Start of MATERIAL SUPPLIED

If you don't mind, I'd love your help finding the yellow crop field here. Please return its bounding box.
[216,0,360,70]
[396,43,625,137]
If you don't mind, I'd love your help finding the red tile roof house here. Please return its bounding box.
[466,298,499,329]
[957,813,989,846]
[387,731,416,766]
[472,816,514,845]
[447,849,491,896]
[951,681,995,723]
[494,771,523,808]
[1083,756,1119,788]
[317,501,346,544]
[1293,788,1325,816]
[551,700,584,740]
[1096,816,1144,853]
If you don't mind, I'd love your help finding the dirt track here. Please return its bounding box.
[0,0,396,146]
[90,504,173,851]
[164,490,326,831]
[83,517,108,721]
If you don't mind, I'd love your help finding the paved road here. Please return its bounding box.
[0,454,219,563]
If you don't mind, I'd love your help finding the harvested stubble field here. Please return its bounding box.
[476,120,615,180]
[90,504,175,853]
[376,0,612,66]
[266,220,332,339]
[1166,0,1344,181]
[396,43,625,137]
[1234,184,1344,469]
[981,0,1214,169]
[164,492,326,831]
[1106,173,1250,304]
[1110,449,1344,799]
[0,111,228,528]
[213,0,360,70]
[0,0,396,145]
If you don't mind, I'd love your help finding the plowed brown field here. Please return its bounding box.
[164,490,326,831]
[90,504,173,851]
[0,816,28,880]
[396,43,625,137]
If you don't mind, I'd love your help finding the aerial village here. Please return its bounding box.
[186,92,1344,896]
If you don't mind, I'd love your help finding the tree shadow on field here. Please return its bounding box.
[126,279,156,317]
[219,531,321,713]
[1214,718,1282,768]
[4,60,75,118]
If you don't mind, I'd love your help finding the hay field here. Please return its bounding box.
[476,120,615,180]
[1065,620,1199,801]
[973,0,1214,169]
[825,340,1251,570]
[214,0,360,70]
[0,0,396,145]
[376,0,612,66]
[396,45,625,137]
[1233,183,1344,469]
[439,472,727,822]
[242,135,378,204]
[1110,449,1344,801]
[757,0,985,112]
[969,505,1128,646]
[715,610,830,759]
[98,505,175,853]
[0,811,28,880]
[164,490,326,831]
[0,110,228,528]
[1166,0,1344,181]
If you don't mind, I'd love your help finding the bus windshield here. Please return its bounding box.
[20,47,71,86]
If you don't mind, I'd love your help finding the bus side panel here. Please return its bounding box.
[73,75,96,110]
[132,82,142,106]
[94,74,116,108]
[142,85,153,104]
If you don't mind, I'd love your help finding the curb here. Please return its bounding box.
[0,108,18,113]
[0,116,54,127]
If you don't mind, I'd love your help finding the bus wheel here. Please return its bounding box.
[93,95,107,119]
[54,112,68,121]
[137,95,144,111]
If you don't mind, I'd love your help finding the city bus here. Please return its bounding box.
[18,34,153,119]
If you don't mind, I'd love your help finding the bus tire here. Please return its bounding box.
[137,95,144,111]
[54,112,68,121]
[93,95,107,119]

End of MATERIAL SUPPLIED

SHORT PROBLEM:
Copy all the rows above, replacing every instance of "bounding box" with "enclosing rectangle" and leaving everything else unchanged.

ANSWER TO THE EXERCISE:
If you don't mind, I'd love your help finding the yellow crop field here. Please return its enclosing rectangle.
[216,0,360,70]
[396,43,625,137]
If you don't mind, I'd love your help finding the red tile roof house here. Please return its enclosing rectangle.
[466,298,499,329]
[957,813,989,846]
[387,731,416,766]
[472,816,514,845]
[447,849,491,896]
[951,681,995,723]
[494,771,523,808]
[1083,756,1119,788]
[317,501,346,544]
[1293,788,1325,816]
[551,700,584,740]
[1096,816,1144,853]
If you don't mind, I'd love your help finding the dirt track here. Please return its enclosing rectangle.
[0,0,396,146]
[90,504,173,851]
[164,490,326,831]
[83,517,108,721]
If you don't mind, I'd love your help finding the paved road here. Please return its enclosing rectangle.
[0,454,219,563]
If you don't mind, I'd love your help finding the harvested stubble field here. Please return its enclosing rectangle.
[476,120,615,180]
[90,504,175,853]
[376,0,612,66]
[266,220,332,339]
[1166,0,1344,181]
[396,43,625,137]
[1234,184,1344,469]
[981,0,1214,169]
[164,492,326,831]
[1106,173,1250,304]
[1110,449,1344,799]
[0,111,228,528]
[213,0,360,70]
[0,0,396,145]
If you don't mind, I'd love your help finding the plowed brown field here. Please return its enclosing rectangle.
[164,490,326,831]
[90,504,173,851]
[0,816,28,880]
[396,43,625,137]
If you don't mind, I'd love your help finding the aerial village here. Please return its enclosing rectangle.
[186,92,1344,896]
If you don't mind, I'd love your help finding the tree shadow on field here. Please return its enclosing rectangle.
[126,279,156,317]
[219,531,321,713]
[1214,718,1282,768]
[4,60,75,118]
If you don't mind, I'd love your help finding the hay field here. Please return its enclosing rectangle.
[476,120,615,180]
[1065,620,1199,801]
[973,0,1214,169]
[825,340,1251,570]
[214,0,360,70]
[0,0,396,145]
[376,0,612,66]
[396,45,625,137]
[1233,183,1344,469]
[439,472,727,822]
[242,135,378,204]
[1110,449,1344,801]
[757,0,985,112]
[969,505,1128,646]
[715,610,830,759]
[98,505,175,853]
[0,811,28,880]
[164,490,326,831]
[0,110,228,528]
[1166,0,1344,181]
If you don't mind, I'd love your help finding the bus windshield here. Please return its enclosing rectangle.
[20,47,71,86]
If you don't mind, I'd love your help finding the bus side panel here. Please return its enclosing rectangle.
[73,75,96,110]
[132,82,142,106]
[94,74,116,108]
[142,85,153,104]
If you don't mind, I'd love your help finding the curb here. Please return its enclosing rectangle.
[0,108,18,113]
[0,116,54,127]
If you don't mind, I'd love your help finding the bus wheel here. Please return its enclosing rectangle.
[93,95,107,119]
[54,112,68,121]
[137,95,144,111]
If you don't mind, I'd love your help finding the city bus here. Please return its enclosing rectangle.
[18,34,153,119]
If you don't mind, I'd love your help finding the bus tire here. Please return its enclosing rectangle.
[137,95,144,111]
[54,112,68,121]
[93,95,107,119]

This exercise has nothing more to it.